Material to process Start Marker
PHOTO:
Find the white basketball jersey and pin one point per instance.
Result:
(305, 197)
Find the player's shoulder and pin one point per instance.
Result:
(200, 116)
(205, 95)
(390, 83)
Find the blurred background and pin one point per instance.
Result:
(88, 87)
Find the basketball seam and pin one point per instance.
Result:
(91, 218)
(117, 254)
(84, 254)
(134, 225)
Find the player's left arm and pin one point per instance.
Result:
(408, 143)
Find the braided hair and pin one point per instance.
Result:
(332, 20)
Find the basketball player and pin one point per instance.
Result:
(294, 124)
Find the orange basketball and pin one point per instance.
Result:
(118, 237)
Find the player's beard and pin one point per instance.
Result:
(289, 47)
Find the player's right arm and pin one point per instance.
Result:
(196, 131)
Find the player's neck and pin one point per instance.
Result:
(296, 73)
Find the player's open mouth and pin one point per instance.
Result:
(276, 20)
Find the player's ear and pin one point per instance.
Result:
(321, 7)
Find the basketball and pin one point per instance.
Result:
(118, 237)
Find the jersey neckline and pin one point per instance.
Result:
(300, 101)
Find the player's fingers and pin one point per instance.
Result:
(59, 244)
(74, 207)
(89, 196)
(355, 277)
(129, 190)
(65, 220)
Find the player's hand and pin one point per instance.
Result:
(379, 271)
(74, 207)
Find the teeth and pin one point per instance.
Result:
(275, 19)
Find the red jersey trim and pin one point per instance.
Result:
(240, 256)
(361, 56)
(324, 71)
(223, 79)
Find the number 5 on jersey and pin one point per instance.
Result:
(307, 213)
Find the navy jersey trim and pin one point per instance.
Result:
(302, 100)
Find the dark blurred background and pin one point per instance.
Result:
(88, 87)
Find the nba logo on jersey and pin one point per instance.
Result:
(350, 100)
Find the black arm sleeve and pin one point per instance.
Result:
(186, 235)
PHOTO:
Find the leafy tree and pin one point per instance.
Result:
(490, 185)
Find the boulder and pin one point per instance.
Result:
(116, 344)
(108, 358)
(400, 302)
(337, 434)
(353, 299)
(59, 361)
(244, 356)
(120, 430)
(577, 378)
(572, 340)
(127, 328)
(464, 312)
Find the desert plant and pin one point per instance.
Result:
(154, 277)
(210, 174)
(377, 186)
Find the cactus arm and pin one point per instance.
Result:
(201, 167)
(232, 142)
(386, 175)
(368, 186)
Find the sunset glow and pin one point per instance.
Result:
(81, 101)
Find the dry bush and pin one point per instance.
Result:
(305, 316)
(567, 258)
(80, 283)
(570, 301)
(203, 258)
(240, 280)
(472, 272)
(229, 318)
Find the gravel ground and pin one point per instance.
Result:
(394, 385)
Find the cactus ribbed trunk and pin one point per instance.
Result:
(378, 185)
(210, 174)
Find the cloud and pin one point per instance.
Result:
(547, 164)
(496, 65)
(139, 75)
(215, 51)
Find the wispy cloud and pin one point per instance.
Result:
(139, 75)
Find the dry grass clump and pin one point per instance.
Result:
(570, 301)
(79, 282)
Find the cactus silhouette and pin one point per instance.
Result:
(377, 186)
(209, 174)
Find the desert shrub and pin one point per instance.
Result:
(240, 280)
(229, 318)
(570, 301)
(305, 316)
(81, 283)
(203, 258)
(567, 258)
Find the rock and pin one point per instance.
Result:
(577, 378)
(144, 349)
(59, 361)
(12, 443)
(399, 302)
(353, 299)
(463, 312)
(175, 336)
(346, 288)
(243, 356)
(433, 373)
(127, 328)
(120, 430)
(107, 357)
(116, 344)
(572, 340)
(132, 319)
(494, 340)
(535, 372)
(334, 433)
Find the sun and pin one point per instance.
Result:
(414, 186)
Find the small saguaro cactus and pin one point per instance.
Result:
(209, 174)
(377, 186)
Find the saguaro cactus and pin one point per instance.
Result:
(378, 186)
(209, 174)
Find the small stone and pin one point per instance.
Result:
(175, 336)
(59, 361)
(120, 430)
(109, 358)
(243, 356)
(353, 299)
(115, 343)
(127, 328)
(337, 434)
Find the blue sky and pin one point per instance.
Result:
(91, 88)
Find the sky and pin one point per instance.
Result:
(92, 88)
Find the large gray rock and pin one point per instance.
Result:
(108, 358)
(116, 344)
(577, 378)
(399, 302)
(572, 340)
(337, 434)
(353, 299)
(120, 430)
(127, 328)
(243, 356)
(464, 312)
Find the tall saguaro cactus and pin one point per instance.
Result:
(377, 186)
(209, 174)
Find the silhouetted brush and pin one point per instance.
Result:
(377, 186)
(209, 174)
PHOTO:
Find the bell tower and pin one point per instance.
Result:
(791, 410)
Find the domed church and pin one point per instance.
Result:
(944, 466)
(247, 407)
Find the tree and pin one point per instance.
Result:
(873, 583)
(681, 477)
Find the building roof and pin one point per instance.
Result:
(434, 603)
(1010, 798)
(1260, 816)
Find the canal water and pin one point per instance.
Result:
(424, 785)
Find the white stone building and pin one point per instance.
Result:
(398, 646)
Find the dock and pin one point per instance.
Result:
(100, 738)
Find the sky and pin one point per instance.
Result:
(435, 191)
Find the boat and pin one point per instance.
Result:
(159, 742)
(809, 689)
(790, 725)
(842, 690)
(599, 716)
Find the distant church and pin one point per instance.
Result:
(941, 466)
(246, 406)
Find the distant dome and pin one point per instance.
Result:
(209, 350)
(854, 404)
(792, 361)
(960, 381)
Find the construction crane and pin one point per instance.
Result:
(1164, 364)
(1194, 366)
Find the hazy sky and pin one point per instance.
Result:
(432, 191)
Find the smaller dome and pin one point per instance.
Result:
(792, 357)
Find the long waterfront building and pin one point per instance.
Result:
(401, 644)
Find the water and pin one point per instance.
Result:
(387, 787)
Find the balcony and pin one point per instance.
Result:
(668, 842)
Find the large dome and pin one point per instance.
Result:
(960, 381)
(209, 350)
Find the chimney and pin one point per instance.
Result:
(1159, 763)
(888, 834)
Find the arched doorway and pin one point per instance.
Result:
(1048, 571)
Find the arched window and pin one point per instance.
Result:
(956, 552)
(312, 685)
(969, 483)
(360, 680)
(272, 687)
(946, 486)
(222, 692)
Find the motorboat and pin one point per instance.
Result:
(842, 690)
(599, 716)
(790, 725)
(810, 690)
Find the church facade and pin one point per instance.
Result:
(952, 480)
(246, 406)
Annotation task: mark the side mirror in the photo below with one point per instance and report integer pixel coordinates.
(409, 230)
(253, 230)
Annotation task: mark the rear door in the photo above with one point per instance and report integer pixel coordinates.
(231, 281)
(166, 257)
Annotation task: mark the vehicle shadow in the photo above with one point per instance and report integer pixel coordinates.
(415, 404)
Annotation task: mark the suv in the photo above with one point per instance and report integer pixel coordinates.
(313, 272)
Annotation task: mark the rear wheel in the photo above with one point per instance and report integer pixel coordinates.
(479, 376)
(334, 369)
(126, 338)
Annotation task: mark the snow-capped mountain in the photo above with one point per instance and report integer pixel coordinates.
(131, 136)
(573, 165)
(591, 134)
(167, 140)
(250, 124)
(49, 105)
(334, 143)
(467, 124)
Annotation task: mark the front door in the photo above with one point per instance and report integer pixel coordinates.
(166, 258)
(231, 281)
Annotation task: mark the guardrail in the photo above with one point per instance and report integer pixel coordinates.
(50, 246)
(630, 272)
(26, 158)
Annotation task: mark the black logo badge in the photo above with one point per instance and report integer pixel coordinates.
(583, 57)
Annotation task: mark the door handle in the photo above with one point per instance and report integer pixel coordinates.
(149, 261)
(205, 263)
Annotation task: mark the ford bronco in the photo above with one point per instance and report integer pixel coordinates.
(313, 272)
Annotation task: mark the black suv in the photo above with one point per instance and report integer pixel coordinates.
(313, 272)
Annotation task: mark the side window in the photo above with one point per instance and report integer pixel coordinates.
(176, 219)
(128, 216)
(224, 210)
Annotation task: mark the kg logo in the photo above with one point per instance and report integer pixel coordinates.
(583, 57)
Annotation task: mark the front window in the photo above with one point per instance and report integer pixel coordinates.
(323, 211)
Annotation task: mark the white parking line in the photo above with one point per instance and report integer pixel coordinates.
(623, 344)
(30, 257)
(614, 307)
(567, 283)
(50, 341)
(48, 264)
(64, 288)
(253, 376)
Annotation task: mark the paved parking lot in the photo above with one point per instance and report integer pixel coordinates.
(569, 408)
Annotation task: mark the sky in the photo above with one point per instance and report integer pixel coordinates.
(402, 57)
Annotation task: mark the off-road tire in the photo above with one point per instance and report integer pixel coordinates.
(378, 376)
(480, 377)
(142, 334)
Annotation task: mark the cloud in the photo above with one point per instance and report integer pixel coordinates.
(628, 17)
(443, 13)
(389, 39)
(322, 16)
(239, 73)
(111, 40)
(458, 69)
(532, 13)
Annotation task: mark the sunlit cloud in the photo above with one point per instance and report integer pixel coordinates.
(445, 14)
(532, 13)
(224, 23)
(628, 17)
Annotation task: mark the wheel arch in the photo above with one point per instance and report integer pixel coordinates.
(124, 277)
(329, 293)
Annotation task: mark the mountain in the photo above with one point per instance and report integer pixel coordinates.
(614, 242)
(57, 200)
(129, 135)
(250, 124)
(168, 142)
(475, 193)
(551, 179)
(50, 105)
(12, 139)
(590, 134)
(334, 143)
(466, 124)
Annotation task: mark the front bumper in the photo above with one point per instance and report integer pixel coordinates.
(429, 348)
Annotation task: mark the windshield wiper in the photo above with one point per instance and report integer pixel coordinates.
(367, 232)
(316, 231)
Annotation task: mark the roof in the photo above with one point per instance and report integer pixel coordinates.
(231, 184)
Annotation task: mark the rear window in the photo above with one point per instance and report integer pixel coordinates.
Material to process End Marker
§ Your instructions: Only the last part of the records is wanted. Repeat it exactly, beginning at the line containing "Annotation task: mark the roof" and ending at the final line.

§ Solution for this exercise:
Annotation task: mark the roof in the photo above with one point per instance and report integer pixel coordinates.
(231, 184)
Annotation task: mark the rear window in the photo above with one point per instance and report integer pixel coordinates.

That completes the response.